* start LISTED RECORDS *
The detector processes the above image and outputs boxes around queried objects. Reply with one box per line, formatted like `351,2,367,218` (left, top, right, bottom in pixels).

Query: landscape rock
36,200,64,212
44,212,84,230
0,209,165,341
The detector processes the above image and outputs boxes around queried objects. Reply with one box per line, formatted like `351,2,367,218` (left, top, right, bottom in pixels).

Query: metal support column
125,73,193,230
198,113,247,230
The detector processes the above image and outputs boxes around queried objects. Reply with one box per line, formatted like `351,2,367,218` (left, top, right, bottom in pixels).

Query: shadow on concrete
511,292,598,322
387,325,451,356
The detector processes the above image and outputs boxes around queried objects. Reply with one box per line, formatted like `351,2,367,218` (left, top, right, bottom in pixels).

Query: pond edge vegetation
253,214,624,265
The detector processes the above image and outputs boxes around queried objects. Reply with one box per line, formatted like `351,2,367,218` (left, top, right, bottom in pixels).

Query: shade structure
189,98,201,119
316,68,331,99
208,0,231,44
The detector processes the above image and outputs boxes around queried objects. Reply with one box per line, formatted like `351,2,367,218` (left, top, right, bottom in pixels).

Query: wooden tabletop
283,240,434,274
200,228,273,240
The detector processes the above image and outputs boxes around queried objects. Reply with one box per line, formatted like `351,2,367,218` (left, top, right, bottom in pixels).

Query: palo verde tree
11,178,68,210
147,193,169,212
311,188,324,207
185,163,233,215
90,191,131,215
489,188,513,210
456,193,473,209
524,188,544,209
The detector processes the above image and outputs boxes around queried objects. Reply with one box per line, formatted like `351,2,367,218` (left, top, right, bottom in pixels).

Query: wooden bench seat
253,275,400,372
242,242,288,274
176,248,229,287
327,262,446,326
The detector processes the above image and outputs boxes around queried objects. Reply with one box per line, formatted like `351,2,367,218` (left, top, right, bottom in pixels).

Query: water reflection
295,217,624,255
* end LISTED RECORDS *
• **WORK TO COMPLETE**: Can you rewrite the rows from the start through the line containing "387,325,451,356", renaming "Query" to "Target" and leaving everything else unchanged?

• **EXERCISE OUTPUT**:
The detector processes the above image and outputs boxes around queried objects. Reply with one box per line, formatted like `351,2,367,218` (left, top, right, bottom in pixels).

Target: landscape rock
36,200,64,212
44,212,84,230
0,209,165,341
The detector processes the above image and outputs boxes around queried objects. Reply with one box per line, formatted like `351,2,367,218` (left, top, right, bottom in pixels).

Target: metal support column
125,73,193,230
198,113,247,230
The detector processes the above image and outputs boxes around queried objects. Reply with one box per line, formatted like `351,2,367,218` (left, top, right, bottom in pixels).

Target: shadow on concrete
511,292,598,322
387,325,451,356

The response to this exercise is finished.